In India, there are approximately 58 WHO-CCs spanning various disciplines of biomedicine and allied sciences. Notably, CCRAS-NIIMH joins the ranks as the third WHO-CC in the domain of traditional medicine, following the Institute for Teaching and Research in Ayurveda, Jamnagar, and the Morarji Desai National Institute of Yoga (MDNIY), New Delhi.

New Delhi: The World Health Organization (WHO) has designated the National Institute of Indian Medical Heritage as WHO-Collaborating Centre (CC) for "Fundamental and Literary Research in Traditional Medicine". The National Institute of Indian Medical Heritage (NIIMH), Hyderabad, is a unit under the Central Council for Research in Ayurvedic Science (CCRAS), ministry of Ayush.

This prestigious recognition is granted for a period of four years, starting from June 3, an Ayush ministry statement said.

Established in 1956, NIIMH is a unique institution dedicated to documenting and showcasing medico-historical research in Ayurveda, Yoga Naturopathy, Unani, Siddha, Sowa-Rigpa, Homoeopathy, Biomedicine and other related healthcare disciplines in India.

What to work on:
1/ Copy the news passage about NIIMH word for word, from "In India, there" up to and including "ministry statement said.".
2/ Answer these questions using the news passage about NIIMH:
(a) About how many WHO-CCs are there in India?
(b) For how many years is the recognition granted?
(c) In what year was NIIMH established?
3/ Sum up the news passage about NIIMH in two sentences.
The listing that comes after the news passage about NIIMH has nothing to do with it.

Records provided:
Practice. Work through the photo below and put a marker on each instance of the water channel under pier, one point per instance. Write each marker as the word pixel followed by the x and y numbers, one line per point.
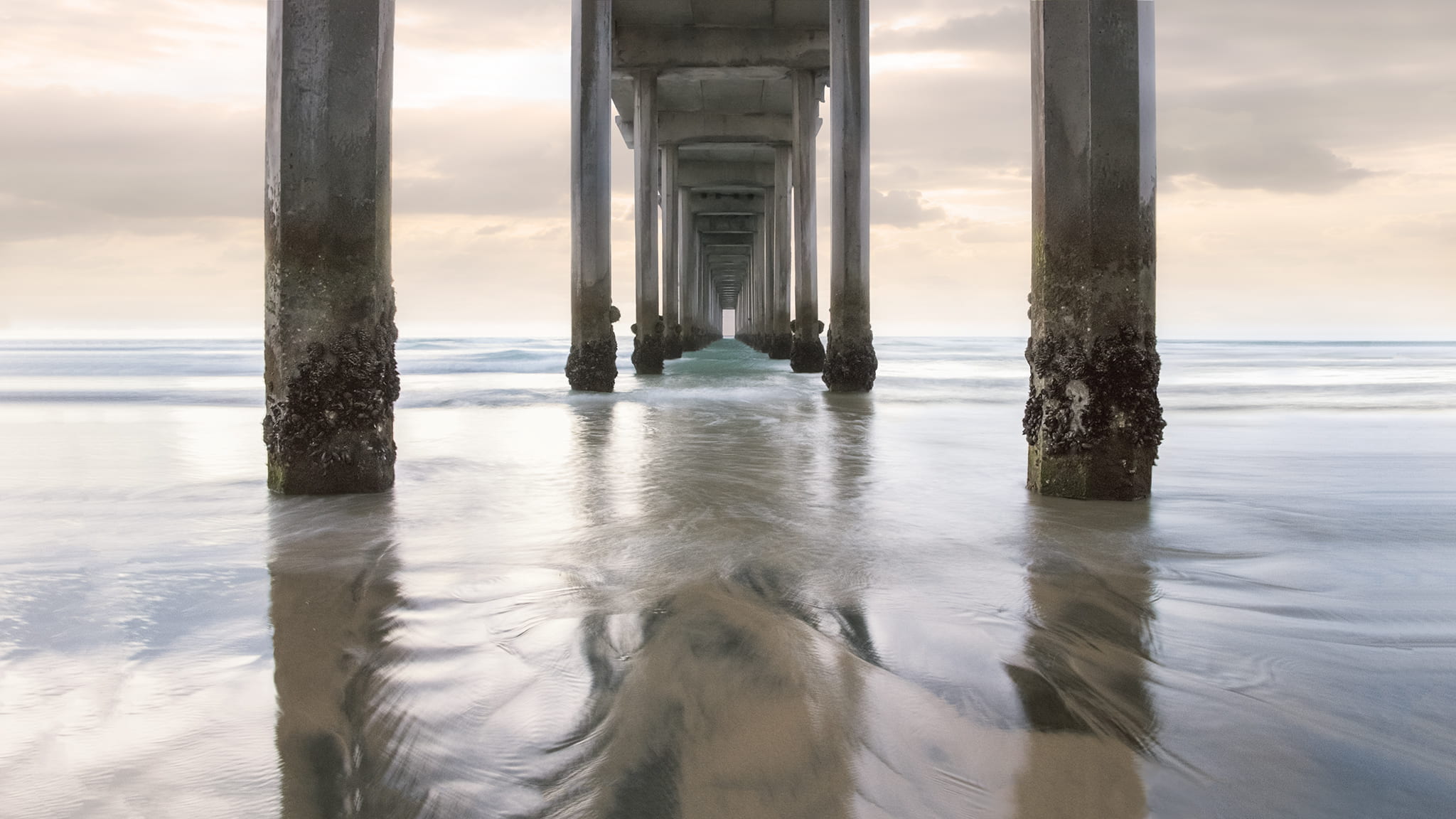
pixel 730 594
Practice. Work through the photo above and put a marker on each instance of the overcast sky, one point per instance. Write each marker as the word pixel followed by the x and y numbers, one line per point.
pixel 1307 155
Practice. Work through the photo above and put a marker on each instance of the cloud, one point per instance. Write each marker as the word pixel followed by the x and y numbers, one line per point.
pixel 1276 166
pixel 1001 30
pixel 486 161
pixel 901 209
pixel 82 164
pixel 1430 226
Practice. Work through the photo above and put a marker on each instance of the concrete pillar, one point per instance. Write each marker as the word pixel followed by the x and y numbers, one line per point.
pixel 672 257
pixel 593 362
pixel 807 352
pixel 647 347
pixel 850 363
pixel 693 311
pixel 781 338
pixel 329 302
pixel 1093 420
pixel 757 277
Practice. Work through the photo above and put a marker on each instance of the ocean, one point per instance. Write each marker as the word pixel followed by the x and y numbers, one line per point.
pixel 725 592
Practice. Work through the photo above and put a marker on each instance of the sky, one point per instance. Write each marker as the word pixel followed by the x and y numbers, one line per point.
pixel 1307 168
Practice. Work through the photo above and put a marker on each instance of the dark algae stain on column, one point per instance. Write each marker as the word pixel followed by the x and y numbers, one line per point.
pixel 332 430
pixel 1082 397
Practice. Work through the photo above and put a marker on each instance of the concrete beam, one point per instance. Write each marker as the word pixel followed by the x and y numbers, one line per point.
pixel 715 223
pixel 708 176
pixel 1093 419
pixel 593 360
pixel 704 47
pixel 725 203
pixel 329 301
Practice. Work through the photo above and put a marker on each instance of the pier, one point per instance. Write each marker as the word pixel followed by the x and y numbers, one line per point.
pixel 721 107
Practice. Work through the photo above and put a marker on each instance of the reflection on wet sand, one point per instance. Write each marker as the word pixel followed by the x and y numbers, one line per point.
pixel 1083 678
pixel 733 688
pixel 341 741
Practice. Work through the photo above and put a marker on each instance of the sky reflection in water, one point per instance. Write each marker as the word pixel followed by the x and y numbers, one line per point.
pixel 730 594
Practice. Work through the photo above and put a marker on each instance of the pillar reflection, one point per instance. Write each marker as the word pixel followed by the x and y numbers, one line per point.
pixel 733 698
pixel 725 651
pixel 1082 680
pixel 341 738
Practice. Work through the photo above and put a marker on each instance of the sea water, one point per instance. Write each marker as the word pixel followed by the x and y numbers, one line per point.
pixel 725 592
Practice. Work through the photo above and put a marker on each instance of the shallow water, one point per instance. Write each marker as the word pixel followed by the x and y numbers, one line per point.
pixel 725 592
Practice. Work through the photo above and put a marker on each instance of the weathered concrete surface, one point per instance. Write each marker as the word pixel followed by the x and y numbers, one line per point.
pixel 850 363
pixel 781 337
pixel 807 352
pixel 672 255
pixel 1093 419
pixel 593 360
pixel 689 47
pixel 329 301
pixel 648 347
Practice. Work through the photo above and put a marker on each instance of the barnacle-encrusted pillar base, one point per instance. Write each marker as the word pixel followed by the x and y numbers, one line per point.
pixel 329 302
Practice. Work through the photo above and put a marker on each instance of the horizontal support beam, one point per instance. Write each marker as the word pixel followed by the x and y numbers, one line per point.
pixel 725 203
pixel 725 173
pixel 665 48
pixel 692 127
pixel 710 223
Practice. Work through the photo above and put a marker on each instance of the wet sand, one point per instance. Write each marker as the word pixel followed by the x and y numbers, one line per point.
pixel 730 594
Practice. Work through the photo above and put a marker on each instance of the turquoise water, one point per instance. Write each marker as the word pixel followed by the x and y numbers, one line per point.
pixel 725 592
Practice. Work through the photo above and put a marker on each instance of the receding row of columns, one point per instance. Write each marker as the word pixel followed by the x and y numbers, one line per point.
pixel 1093 417
pixel 663 330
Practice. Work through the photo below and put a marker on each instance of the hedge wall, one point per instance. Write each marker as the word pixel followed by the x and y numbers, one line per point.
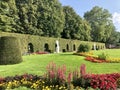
pixel 10 52
pixel 48 43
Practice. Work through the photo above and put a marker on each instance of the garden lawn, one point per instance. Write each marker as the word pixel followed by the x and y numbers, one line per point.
pixel 36 64
pixel 110 52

Results:
1/
In India, there are approximately 58 WHO-CCs spanning various disciplines of biomedicine and allied sciences. Notably, CCRAS-NIIMH joins the ranks as the third WHO-CC in the domain of traditional medicine, following the Institute for Teaching and Research in Ayurveda, Jamnagar, and the Morarji Desai National Institute of Yoga (MDNIY), New Delhi.

New Delhi: The World Health Organization (WHO) has designated the National Institute of Indian Medical Heritage as WHO-Collaborating Centre (CC) for "Fundamental and Literary Research in Traditional Medicine". The National Institute of Indian Medical Heritage (NIIMH), Hyderabad, is a unit under the Central Council for Research in Ayurvedic Science (CCRAS), ministry of Ayush.

This prestigious recognition is granted for a period of four years, starting from June 3, an Ayush ministry statement said.

2/
(a) About 58.
(b) Four years, starting from June 3.
(c) 1956.

3/ The WHO has designated the National Institute of Indian Medical Heritage, Hyderabad, a unit under CCRAS of the ministry of Ayush, as a WHO Collaborating Centre for "Fundamental and Literary Research in Traditional Medicine" for four years starting from June 3. Established in 1956 to document and showcase medico-historical research in Ayurveda and other healthcare disciplines, it becomes the third WHO-CC in traditional medicine among about 58 WHO-CCs in India.